Numerical information, either SMBG or the HbA1c, was part of many participants’ assessment of diabetes control. The frequent mention of SMBG as an important source of information is noteworthy given mixed evidence regarding the reported clinical value of ongoing SMBG in patients not on insulin (only 40% of interviewed participants reported insulin use) [
22]. The importance given to the HbA1c in assessing control and management was somewhat surprising given the varying levels of actual understanding of the value’s meaning. Given past evidence supporting the value of an accurate understanding of disease management targets, like the HbA1c, further efforts are needed to improve the way care providers present this information to patients with diabetes [
2‐
4]. Improving providers’ communication of this value could address the current barriers to HbA1c understanding and, hopefully, increase the HbA1c’s informational value for patients with diabetes. Further work is needed to identify optimal approaches for communicating information on glycemic control to patients. Towards this goal, in an in-progress mixed-methods study, we elicited input from participants with diabetes on a variety of visual formats for presenting the HbA1c value (e.g., color-based scales, depictions of distance from goal). Based on qualitative analysis of participants’ input, two formats were chosen for testing against standard presentation of the HbA1c in a three-arm randomized, controlled trial of patients with diabetes to assess their impact on patients’ assessments of their current diabetes control.

Stored data entries:
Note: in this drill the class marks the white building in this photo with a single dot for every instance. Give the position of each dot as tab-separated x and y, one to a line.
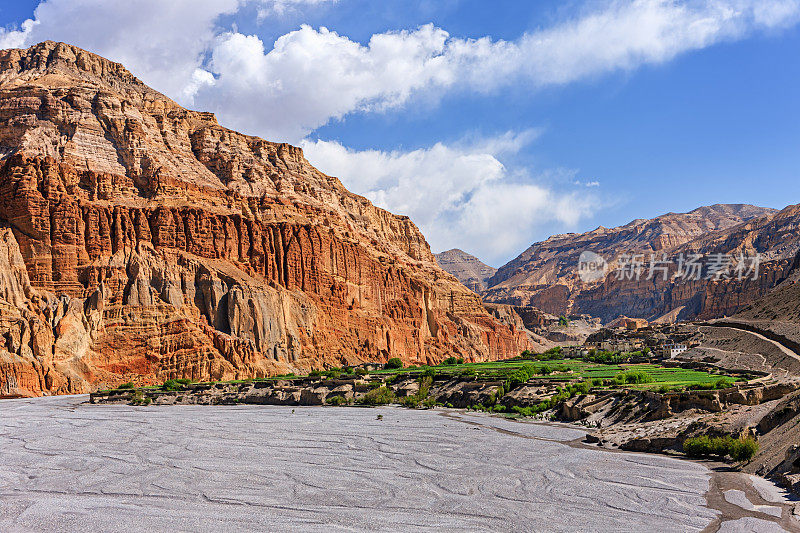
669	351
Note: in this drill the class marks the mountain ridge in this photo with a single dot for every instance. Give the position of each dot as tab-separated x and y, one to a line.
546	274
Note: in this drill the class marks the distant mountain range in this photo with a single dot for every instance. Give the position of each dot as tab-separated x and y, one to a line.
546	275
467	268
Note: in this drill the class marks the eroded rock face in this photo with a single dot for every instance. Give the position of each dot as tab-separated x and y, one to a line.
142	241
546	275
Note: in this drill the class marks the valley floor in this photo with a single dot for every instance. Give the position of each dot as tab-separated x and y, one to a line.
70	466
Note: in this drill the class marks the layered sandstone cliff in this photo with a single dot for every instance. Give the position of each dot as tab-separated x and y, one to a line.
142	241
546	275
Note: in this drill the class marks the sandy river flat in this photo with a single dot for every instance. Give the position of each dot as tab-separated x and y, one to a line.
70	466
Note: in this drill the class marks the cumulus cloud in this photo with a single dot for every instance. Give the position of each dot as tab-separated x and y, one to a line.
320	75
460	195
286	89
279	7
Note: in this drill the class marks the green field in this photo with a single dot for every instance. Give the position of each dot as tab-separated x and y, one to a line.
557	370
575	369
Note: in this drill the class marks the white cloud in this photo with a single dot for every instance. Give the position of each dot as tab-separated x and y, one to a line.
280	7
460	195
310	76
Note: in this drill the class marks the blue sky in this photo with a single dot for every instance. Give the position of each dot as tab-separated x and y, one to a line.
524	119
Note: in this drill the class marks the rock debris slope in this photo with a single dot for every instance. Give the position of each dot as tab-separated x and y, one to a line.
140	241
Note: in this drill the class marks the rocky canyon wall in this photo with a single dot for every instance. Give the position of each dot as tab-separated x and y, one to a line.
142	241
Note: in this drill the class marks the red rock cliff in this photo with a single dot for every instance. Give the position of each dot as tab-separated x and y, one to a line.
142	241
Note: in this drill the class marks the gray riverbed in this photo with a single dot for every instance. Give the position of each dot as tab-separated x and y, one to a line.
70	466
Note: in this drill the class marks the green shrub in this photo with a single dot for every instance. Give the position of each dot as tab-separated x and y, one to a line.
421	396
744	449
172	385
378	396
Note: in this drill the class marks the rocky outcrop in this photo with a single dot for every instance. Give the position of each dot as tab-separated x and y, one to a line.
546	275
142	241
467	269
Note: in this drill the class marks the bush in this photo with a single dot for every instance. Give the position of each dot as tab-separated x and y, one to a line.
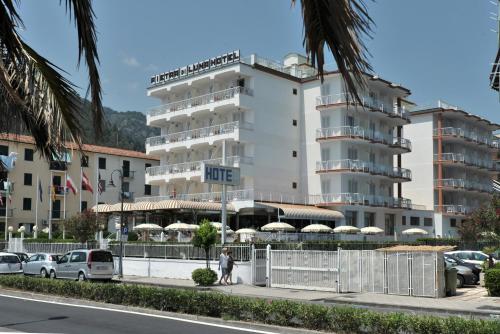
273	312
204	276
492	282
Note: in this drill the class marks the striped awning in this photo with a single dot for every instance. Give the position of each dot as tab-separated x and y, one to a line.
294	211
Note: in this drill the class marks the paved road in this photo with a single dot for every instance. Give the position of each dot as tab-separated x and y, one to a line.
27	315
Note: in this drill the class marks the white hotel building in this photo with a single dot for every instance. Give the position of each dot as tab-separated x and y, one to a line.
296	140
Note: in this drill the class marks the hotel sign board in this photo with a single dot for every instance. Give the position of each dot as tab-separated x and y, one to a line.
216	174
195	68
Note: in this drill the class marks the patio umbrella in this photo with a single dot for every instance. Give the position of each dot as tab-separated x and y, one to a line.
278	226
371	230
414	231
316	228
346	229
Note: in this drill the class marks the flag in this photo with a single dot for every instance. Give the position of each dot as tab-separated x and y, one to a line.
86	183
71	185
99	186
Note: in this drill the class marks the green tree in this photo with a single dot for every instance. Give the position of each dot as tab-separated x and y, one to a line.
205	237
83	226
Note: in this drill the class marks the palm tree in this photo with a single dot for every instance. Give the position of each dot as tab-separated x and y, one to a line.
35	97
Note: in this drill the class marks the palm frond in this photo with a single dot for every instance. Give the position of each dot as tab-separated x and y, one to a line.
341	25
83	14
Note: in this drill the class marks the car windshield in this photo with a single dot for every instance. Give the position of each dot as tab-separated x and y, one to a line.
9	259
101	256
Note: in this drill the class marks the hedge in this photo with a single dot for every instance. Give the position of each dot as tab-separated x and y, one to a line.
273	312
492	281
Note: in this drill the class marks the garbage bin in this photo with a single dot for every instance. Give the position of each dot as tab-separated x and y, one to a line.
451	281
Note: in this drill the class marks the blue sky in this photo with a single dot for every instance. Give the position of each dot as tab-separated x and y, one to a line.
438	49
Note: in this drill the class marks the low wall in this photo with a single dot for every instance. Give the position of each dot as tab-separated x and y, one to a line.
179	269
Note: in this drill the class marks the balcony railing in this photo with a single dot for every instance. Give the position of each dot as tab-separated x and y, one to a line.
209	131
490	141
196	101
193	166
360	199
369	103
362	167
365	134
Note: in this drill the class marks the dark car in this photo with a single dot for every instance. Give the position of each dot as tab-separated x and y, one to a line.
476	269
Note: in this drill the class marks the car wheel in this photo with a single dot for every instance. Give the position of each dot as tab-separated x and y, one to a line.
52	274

==

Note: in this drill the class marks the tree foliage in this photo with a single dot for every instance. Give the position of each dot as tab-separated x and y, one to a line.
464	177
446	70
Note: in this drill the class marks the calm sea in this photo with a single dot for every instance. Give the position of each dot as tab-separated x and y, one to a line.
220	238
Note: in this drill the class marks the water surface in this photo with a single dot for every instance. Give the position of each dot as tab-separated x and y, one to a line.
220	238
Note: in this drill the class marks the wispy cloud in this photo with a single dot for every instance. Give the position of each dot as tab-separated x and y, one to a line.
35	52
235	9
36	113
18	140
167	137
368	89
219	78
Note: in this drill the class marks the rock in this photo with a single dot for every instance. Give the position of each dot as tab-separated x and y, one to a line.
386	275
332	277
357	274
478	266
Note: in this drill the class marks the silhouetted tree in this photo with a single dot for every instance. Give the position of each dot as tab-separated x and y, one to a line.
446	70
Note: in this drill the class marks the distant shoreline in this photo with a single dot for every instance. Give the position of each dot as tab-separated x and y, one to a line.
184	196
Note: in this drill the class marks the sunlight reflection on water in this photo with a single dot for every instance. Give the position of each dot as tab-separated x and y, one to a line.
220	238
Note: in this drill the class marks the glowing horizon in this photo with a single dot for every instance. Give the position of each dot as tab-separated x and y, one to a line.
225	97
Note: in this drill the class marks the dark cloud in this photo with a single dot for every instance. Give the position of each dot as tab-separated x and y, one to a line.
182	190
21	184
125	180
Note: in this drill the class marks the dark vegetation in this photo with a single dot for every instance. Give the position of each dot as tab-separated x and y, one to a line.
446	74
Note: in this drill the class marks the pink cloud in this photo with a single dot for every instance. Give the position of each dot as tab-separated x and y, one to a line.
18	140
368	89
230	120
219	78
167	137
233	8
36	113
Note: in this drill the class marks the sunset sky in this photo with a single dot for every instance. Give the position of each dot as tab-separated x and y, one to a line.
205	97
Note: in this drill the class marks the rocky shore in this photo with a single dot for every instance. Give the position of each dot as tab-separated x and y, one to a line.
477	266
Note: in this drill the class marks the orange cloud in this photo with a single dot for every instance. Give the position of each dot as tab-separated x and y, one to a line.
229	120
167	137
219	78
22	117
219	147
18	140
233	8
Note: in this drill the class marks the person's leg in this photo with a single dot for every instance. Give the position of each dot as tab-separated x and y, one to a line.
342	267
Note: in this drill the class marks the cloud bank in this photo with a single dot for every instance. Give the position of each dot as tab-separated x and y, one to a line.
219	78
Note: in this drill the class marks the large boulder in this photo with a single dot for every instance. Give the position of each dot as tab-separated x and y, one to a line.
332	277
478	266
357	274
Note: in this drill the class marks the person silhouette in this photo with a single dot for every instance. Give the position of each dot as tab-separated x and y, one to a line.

WHAT THE TASK REQUIRES: Continue the passage on how patients with diabetes use HbA1c and blood glucose readings, starting after its final sentence. These records have nothing to do with the passage about diabetes control.

EXERCISE RESPONSE:
The study has several key limitations. First, the population is small and demographically homogenous, limiting the generalizability of the findings to other populations. Of note, the race/ethnic demographics of the participants do reflect that of West Philadelphia, a predominantly Black neighborhood. Because demographic information was not collected from eligible individuals who declined participation, differential participation by race or educational attainment cannot be assessed. Second, while the investigator AG’s supervision and coding of the initial interviews may have introduced potential bias, it was necessary for the interviewer’s (KM) training and unavoidable given limited study staff. We feel that the use of a structured interview script, coding by two independent individuals, and input from the broader study team during the analysis process, helped to mitigate this potential bias. Third, participants willing to take part in this type of interview may be more engaged and activated than the typical patient with diabetes. Finally, we did not ask participants to specify whether they had Type 1 or Type 2 diabetes. In our clinical experience, many patients are not sure of their diabetes type and, in the absence of blood tests (i.e., insulin autoantibodies, c-peptide), providers cannot always be entirely certain of diabetes type among patients treated only with insulin. However, the age of participants and use of oral medications or diet for management suggest most participants would be classified as having type 2 diabetes.